Short task => Recast every one of the rows below as a Markdown table with the columns No and Line, numbering each line and skipping blank lines. Leave the pictures out.

Recorded information =>
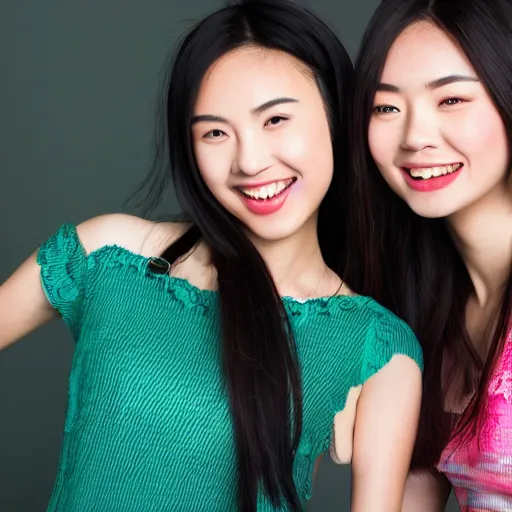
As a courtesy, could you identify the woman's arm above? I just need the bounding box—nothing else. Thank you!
[402,471,451,512]
[351,355,422,512]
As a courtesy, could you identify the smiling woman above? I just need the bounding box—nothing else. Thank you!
[0,0,422,512]
[351,0,512,512]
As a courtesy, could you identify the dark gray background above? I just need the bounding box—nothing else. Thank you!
[0,0,457,512]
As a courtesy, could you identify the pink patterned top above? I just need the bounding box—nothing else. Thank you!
[438,331,512,512]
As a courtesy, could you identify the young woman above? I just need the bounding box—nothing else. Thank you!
[350,0,512,512]
[0,0,422,512]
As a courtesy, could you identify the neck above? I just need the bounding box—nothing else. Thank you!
[448,180,512,306]
[249,215,340,298]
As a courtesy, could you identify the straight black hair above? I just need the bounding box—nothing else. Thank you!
[347,0,512,469]
[129,0,353,512]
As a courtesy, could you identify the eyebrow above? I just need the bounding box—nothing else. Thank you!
[377,75,480,92]
[190,97,299,125]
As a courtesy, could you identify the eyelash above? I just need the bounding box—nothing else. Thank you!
[373,96,466,115]
[204,116,288,139]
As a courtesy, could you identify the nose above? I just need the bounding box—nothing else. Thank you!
[401,105,437,152]
[233,132,271,176]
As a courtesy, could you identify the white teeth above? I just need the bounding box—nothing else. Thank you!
[240,179,293,199]
[407,163,462,180]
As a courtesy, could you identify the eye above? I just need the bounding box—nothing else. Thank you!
[265,116,288,126]
[204,130,226,139]
[373,105,400,114]
[440,98,464,107]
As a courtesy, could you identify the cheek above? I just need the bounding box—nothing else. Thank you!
[368,120,398,171]
[194,144,230,194]
[274,122,333,183]
[453,107,509,171]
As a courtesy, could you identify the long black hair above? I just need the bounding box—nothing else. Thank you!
[129,0,353,512]
[347,0,512,469]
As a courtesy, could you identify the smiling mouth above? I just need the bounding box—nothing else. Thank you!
[403,162,464,180]
[236,178,297,201]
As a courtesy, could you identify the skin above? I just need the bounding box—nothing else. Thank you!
[368,22,512,512]
[0,48,421,512]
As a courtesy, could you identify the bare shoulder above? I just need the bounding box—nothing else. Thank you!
[77,213,190,256]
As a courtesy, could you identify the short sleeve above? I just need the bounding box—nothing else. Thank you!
[37,224,87,338]
[361,308,423,383]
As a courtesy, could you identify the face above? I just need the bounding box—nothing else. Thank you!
[368,22,509,217]
[192,48,333,241]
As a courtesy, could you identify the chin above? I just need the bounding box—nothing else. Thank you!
[407,201,457,219]
[246,218,310,242]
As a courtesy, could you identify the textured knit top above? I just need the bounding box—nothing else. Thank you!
[438,331,512,512]
[38,224,423,512]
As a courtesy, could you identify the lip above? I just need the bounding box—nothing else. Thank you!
[398,161,462,169]
[234,176,293,189]
[400,162,464,192]
[235,178,297,215]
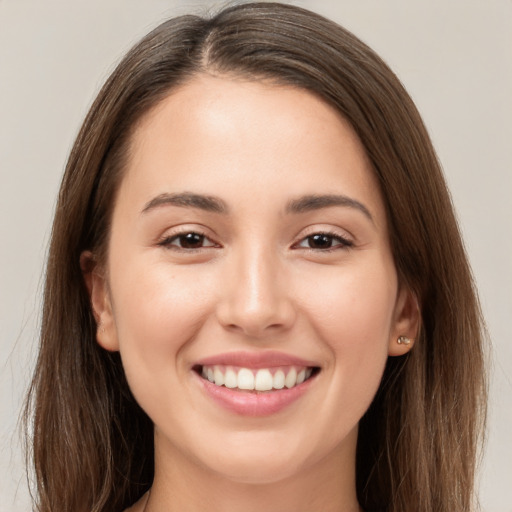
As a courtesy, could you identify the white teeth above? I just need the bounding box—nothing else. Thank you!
[284,368,297,388]
[213,366,224,386]
[224,368,238,388]
[274,370,284,389]
[201,365,313,391]
[254,370,274,391]
[238,368,259,389]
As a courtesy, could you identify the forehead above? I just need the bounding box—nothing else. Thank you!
[121,75,382,224]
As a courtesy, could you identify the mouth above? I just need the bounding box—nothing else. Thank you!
[193,364,320,393]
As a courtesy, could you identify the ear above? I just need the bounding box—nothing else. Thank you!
[388,285,421,356]
[80,251,119,352]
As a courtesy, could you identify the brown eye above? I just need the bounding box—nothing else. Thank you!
[160,231,215,250]
[297,233,353,251]
[306,234,334,249]
[176,233,205,249]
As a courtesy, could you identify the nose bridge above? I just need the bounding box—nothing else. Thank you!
[219,243,294,337]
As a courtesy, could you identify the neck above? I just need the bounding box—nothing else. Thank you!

Written solution =>
| No | Line |
|---|---|
| 1 | As a courtesy, could you identify the woman's arm above? I just need the bounding box—nothing else. Thank you! |
| 2 | [402,471,451,512] |
| 3 | [351,355,422,512] |
| 4 | As a courtesy, could you identify the smiling woman above? I just need the bounding box—nothing else. Thank you! |
| 5 | [0,0,422,512] |
| 6 | [351,0,512,512] |
| 7 | As a courtesy, could you identify the dark gray background above? I just need the bounding box—nothing else. Thank you! |
| 8 | [0,0,457,512] |
| 9 | As a courtesy, could you identify the pink patterned top above? I just need the bounding box—nothing else. Thank you! |
| 10 | [438,331,512,512] |
| 11 | As a courtesy, could you identify the young woman above? I just need the bounding box—nothing else. Thank you! |
| 12 | [350,0,512,512] |
| 13 | [0,0,422,512] |
| 14 | As a courtesy, could you identify the neck above? I just need the bounding box—nothing else. Thank you! |
| 15 | [448,180,512,306] |
| 16 | [249,215,340,298] |
| 17 | As a courtesy, could you identify the straight black hair above? I just need the bounding box—nothing else. Thank you! |
| 18 | [347,0,512,469] |
| 19 | [129,0,353,512] |
| 20 | As a courtesy, could you identify the eyebrow above? I just need the bounding box—nothing else. Thank you! |
| 21 | [377,75,480,92] |
| 22 | [190,97,299,125] |
| 23 | As a courtesy, could you identify the eyelash above? I just need the bounding box—nothing else. Thank you! |
| 24 | [373,96,466,115] |
| 25 | [204,116,288,139] |
| 26 | As a courtesy, could you identify the nose above? I just need the bounding box—nothing else. Thank you! |
| 27 | [401,105,437,152] |
| 28 | [233,132,271,176] |
| 29 | As a courtesy, could you identify the white teeth above? I just need the bounding box—nothing else. Thank you! |
| 30 | [240,179,293,199] |
| 31 | [407,163,462,180] |
| 32 | As a courtesy, could you identify the eye above? I just need the bounding box—nothing else. Thank you! |
| 33 | [265,116,288,126] |
| 34 | [204,130,226,139] |
| 35 | [373,105,400,114] |
| 36 | [440,98,464,107] |
| 37 | As a courtesy, could you identify the cheek above? I just need the bounding box—nothing else. Thank you! |
| 38 | [368,120,398,171] |
| 39 | [194,144,230,194] |
| 40 | [274,122,333,183] |
| 41 | [453,107,509,171] |
| 42 | As a courtesy, could you identify the long black hair above? I just need the bounding box—nothing else. Thank you! |
| 43 | [129,0,353,512] |
| 44 | [347,0,512,469] |
| 45 | As a courtesy, could you identify the smiling mouth above? I just need the bounding box—nothing else. Thank you! |
| 46 | [403,162,464,180] |
| 47 | [236,178,297,201] |
| 48 | As a courtesy, could you identify the skin above? I just need the bounding box—nothing else. Thank you! |
| 49 | [368,22,512,512] |
| 50 | [0,48,421,512] |
| 51 | As a courtesy, could you identify the bare shoulder above? I just need the bounding box—nothing else. Thank you! |
| 52 | [77,213,190,256] |
| 53 | As a courtesy, could you identify the short sleeve above? I just need the bounding box—nothing else. Thank you! |
| 54 | [37,224,87,338] |
| 55 | [361,308,423,383] |
| 56 | As a courtesy, could you identify the face above? I just need the bounding box—nothing else. Thank you! |
| 57 | [368,22,509,217] |
| 58 | [192,48,333,241] |
| 59 | As a courtesy, could you identify the chin above? I just need the bounding box—nothing else. Thank you! |
| 60 | [407,201,457,219] |
| 61 | [246,218,310,242] |
| 62 | As a courtesy, could you identify the textured knit top above? I just need the bounding box—nothing else. Thank you! |
| 63 | [438,331,512,512] |
| 64 | [38,224,423,512] |
| 65 | As a courtesy, could you identify the lip above? I just need the bounding box—nothing else. Thank you! |
| 66 | [398,161,462,169] |
| 67 | [234,176,293,189] |
| 68 | [400,162,464,192] |
| 69 | [235,178,297,215] |
| 70 | As a courtesy, could you identify the white teeth above? I just need the bounding box—nothing else. Thank you! |
| 71 | [284,368,297,388] |
| 72 | [213,366,224,386] |
| 73 | [224,368,238,388] |
| 74 | [274,370,284,389] |
| 75 | [201,365,313,391] |
| 76 | [254,370,274,391] |
| 77 | [238,368,259,389] |
| 78 | As a courtesy, could you identify the forehead above? I just need the bounding box—nothing else. Thank you! |
| 79 | [121,75,382,224] |
| 80 | As a courtesy, could you identify the mouth above? I just need the bounding box—nothing else. Thank you! |
| 81 | [193,364,320,393] |
| 82 | As a courtesy, could you identify the ear above? I just need the bounding box—nothing else. Thank you! |
| 83 | [388,285,421,356] |
| 84 | [80,251,119,352] |
| 85 | As a courtesy, could you identify the brown eye above? I just need the bounding box—nothing else. Thank you! |
| 86 | [160,231,215,250] |
| 87 | [297,233,353,251] |
| 88 | [306,234,334,249] |
| 89 | [176,233,205,249] |
| 90 | As a courtesy, could you identify the nose bridge above? I just need the bounding box—nothing else. Thank you! |
| 91 | [219,243,294,337] |
| 92 | As a courtesy, could you identify the neck above? I just need the bounding box—nothing else. Thank you! |